What this task involves: Leave out the pictures and repeat every record exactly.

Location annotation dataset excerpts:
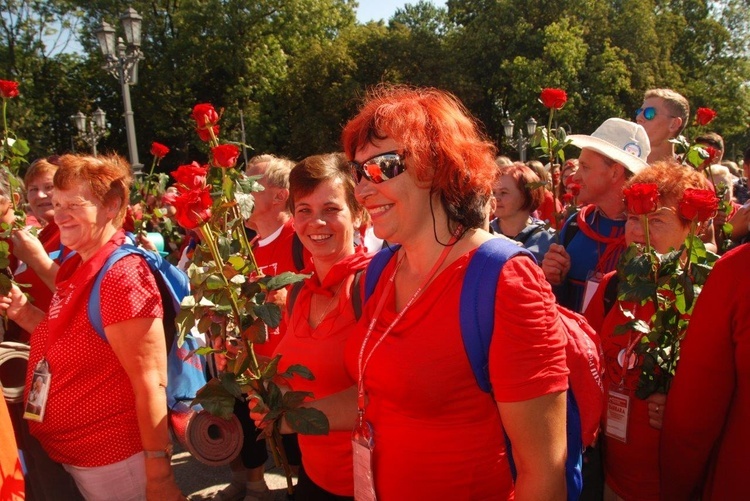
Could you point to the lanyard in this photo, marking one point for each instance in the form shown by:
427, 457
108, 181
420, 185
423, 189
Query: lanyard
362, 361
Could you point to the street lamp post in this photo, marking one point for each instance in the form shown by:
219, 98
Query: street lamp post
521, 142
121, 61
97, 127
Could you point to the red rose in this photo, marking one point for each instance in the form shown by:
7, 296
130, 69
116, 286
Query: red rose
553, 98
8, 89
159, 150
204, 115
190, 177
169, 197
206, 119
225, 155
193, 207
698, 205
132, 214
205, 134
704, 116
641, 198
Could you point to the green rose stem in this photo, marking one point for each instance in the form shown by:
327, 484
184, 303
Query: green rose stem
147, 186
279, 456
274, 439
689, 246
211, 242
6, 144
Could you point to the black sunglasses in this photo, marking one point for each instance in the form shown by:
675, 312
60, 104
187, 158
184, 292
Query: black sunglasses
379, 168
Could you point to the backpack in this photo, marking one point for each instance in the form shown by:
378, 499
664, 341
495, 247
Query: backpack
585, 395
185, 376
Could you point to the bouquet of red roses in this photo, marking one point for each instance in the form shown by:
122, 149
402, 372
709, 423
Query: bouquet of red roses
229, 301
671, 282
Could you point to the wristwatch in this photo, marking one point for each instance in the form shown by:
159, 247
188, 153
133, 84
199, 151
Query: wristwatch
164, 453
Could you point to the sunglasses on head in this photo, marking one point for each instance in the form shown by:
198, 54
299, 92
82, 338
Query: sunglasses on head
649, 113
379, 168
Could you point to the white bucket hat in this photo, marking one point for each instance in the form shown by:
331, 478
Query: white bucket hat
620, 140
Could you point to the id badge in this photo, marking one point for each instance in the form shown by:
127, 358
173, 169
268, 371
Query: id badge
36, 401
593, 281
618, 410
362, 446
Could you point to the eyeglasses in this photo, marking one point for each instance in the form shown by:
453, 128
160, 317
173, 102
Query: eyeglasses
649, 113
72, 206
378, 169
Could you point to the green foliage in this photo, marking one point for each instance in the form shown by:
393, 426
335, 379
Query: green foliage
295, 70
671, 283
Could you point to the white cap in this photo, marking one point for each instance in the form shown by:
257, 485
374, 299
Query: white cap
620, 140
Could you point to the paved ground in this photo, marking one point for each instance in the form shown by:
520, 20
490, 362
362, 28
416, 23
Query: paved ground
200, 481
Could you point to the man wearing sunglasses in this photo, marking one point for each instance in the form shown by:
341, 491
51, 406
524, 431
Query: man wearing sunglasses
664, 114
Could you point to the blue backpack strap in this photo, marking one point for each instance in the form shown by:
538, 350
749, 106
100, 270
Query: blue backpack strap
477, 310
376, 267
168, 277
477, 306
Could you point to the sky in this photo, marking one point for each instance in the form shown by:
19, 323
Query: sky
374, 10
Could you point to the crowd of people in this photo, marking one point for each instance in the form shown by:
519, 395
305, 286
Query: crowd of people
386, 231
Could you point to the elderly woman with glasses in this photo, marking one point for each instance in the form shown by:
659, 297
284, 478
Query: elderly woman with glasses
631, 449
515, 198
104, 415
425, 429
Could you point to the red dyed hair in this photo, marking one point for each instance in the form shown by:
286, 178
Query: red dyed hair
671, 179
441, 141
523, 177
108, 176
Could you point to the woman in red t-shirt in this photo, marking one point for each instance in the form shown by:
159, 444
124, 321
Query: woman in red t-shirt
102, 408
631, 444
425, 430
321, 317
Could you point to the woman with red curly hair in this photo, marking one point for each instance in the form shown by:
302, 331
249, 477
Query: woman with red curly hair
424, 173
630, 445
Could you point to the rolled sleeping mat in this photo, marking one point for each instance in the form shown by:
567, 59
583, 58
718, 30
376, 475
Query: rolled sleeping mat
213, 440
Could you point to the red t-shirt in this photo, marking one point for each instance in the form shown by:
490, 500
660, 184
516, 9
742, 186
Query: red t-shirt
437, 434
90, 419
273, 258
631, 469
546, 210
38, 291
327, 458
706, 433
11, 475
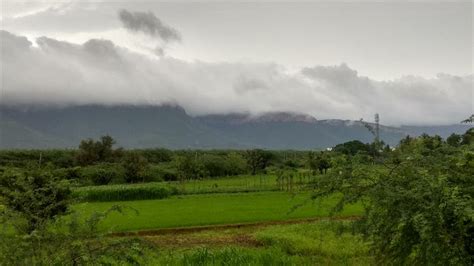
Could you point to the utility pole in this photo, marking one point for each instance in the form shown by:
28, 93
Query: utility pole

Expected answer:
Could you point to the lanyard in this photo, marking one point for each instance in the form shown by:
427, 457
108, 181
420, 185
423, 189
Query: lanyard
362, 361
Could you point to the street lamp post in this photo, marking one point for each instance in the form shown by:
219, 98
Query: street lamp post
521, 142
121, 61
97, 127
Could you point to the red rose in this photo, marking one point for each instance in the form shown by:
7, 296
130, 69
116, 286
Query: red rose
553, 98
8, 89
159, 150
204, 115
190, 177
169, 197
206, 119
225, 155
193, 207
698, 205
132, 214
205, 134
704, 116
641, 198
Could you point to the green rose stem in this photo, marking one point for each instance in the form shown by:
327, 484
184, 303
Query: green rose stem
147, 186
279, 456
274, 439
689, 246
211, 242
6, 144
Could you point to the black sunglasses in this photo, marking one point for each instance in the form shown by:
675, 312
60, 104
187, 158
184, 292
Query: black sunglasses
379, 168
Could you point to the backpack in this photo, marking one point for each instance in the form shown by:
378, 499
664, 341
495, 247
Query: backpack
585, 395
185, 376
Could you point to the bouquet of red roses in this photo, marking one point for each instance in the form shown by:
122, 149
402, 372
709, 423
Query: bouquet of red roses
229, 301
671, 282
Could you point to the wristwatch in this photo, marking one point for each instance in the form shown by:
159, 247
188, 153
133, 84
199, 151
Query: wristwatch
164, 453
Could you point to the sunglasses on head in this photo, marking one point for each instance in the form shown by:
198, 54
299, 92
82, 338
Query: sunglasses on head
649, 113
379, 168
Could you point to the white bucket hat in this photo, marking one point for each instance in the form shown by:
331, 478
Query: white bucket hat
620, 140
Could you point to the id badge in this photo, marking one point for each instance in the form shown by:
127, 358
173, 169
268, 371
Query: id badge
36, 401
593, 281
618, 410
362, 446
Could you point to the eyeglasses in this photo, marking one point for each instance in the form shown by:
453, 128
160, 317
173, 102
Query: eyeglasses
649, 113
72, 206
378, 169
Could you point to the green foliage in this photo, marking one point for each instance in the form shown by:
393, 426
335, 379
Query: green foliage
295, 70
671, 283
Could you point to the white cap in this photo, marking one point for each instance in the form shown by:
257, 485
374, 299
Query: white cap
620, 140
Could you point to the paved ground in this photo, marking one point for each instance in the form shown by:
520, 20
490, 362
362, 28
416, 23
Query: paved ground
200, 481
Could you point to the man wearing sunglasses in this photo, marking one point for each instance in the form shown by:
341, 491
51, 406
524, 431
Query: man wearing sunglasses
664, 114
Could you point to the blue backpack strap in this photo, marking one point for each instance in the form shown by:
538, 350
749, 106
100, 270
Query: blue backpack strap
477, 310
376, 267
168, 277
477, 306
Could you point to the sky in this photo, marking one point for each instance in the form shown by:
19, 323
Query: sky
374, 10
Could you point to the crowd of people in this photo, marking one point for each instance in the form shown by:
519, 395
305, 286
Query: crowd of people
386, 231
Could you point to the elderly woman with glasses in this photo, marking one point for each instance in the form shown by:
659, 297
284, 478
Query: elderly woman with glasses
631, 449
515, 198
104, 415
425, 429
Could you point to the red dyed hair in this photo, marking one point for each instance in the form shown by:
286, 178
Query: red dyed hair
671, 179
441, 141
523, 177
108, 176
Could you point to the woman in red t-shirt in this photo, marking one point for each instance in the form shown by:
159, 444
124, 321
Query: woman in red t-shirt
102, 408
631, 444
425, 430
321, 317
Could you point to the woman with red curly hair in this photo, marking one point for each instance in the form shown by:
302, 331
249, 477
Query: woman with red curly hair
424, 173
630, 445
Could you point to the rolled sleeping mat in this photo, marking one point for each instance in the form shown by:
567, 59
583, 58
718, 30
376, 475
Query: rolled sleeping mat
213, 440
Could you point to the red t-shirt in this photo, marking one point for each instance in the form shown by:
490, 500
660, 184
516, 9
742, 186
Query: red t-shirt
437, 434
90, 419
273, 258
631, 469
546, 210
38, 291
327, 458
706, 433
11, 475
Could you point to the utility pole in this photo, marking one point for each instance in the form shown by:
28, 93
Query: utility pole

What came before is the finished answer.